Available records ->
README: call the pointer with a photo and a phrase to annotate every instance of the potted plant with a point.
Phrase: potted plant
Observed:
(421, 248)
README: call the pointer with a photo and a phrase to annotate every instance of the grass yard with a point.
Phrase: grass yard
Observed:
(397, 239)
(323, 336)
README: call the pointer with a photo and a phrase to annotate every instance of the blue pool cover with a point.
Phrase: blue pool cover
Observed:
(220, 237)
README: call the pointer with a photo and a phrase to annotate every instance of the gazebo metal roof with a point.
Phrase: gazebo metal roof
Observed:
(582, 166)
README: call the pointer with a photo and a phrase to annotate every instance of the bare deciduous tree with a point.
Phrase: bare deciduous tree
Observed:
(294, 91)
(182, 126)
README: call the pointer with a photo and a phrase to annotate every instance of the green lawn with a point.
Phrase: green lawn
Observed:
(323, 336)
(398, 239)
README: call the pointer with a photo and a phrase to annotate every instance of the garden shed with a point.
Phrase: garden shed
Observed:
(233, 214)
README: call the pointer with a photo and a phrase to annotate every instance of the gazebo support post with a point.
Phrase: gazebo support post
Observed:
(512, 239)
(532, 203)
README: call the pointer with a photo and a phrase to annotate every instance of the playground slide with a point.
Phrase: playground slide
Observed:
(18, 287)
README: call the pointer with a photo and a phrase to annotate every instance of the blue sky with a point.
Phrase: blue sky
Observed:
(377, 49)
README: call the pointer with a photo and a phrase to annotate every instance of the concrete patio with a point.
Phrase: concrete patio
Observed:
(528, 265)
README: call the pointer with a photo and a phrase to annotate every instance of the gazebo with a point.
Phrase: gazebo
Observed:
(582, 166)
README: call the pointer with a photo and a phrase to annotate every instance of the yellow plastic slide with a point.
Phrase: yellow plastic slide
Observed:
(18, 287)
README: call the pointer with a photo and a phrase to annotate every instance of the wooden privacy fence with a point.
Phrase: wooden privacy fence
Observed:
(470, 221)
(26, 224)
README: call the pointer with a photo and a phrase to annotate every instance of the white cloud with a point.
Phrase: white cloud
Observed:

Exercise description -> Your answer must be the records above, repeated exactly.

Exercise response ->
README: call the pointer with a photo and a phrase to annotate every instance of the potted plant with a point.
Phrase: potted plant
Observed:
(421, 248)
README: call the pointer with a photo and a phrase to annotate every instance of the grass yard with a point.
Phrase: grass yard
Observed:
(397, 239)
(323, 336)
README: call the pointer with a photo and a phrase to annotate every instance of the blue pool cover with a point.
Phrase: blue pool cover
Observed:
(220, 237)
README: call the pointer with a photo and a phrase to annotate every instance of the gazebo metal roof with a point.
Phrase: gazebo metal roof
Observed:
(582, 166)
README: call the pointer with a photo and a phrase to annotate every instance of the bare deciduous tree with a point.
Phrase: bare deciduous tree
Observed:
(294, 91)
(182, 126)
README: call the pointer with a photo and a phrase to annotate every instance of the green lawn with a point.
Phrase: green lawn
Observed:
(323, 336)
(398, 239)
README: call the pointer with a photo and a phrase to annotate every instance of the garden shed with a point.
Phrase: garden shed
Observed:
(233, 214)
README: call the pointer with a photo and a phrase to annotate every instance of the gazebo support post with a point.
Phrase: gazebo support post
Observed:
(512, 239)
(532, 203)
README: call the pointer with a photo and a phrase to annotate every instance of the playground slide with a point.
Phrase: playground slide
Observed:
(18, 287)
README: call the pointer with a photo and a phrase to annotate every instance of the blue sky with a point.
Phrase: blue sky
Observed:
(377, 49)
README: call the pointer with a photo and a phrase to annotate every instance of the concrete patio with a point.
Phrase: concrete patio
Observed:
(528, 265)
README: call the pointer with a photo and a phrase to annotate every instance of the gazebo with a point.
Phrase: gazebo
Observed:
(582, 166)
README: call the pointer with a photo and a phrase to annotate every instance of the yellow plastic slide with a point.
Phrase: yellow plastic slide
Observed:
(18, 287)
README: call the pointer with a photo and a phrase to annotate every instance of the wooden privacy fence with a point.
Phrase: wooden privacy fence
Observed:
(470, 221)
(26, 224)
README: call the pointer with a photo and a phrase to annotate every instance of the white cloud with a point.
Phrase: white cloud
Observed:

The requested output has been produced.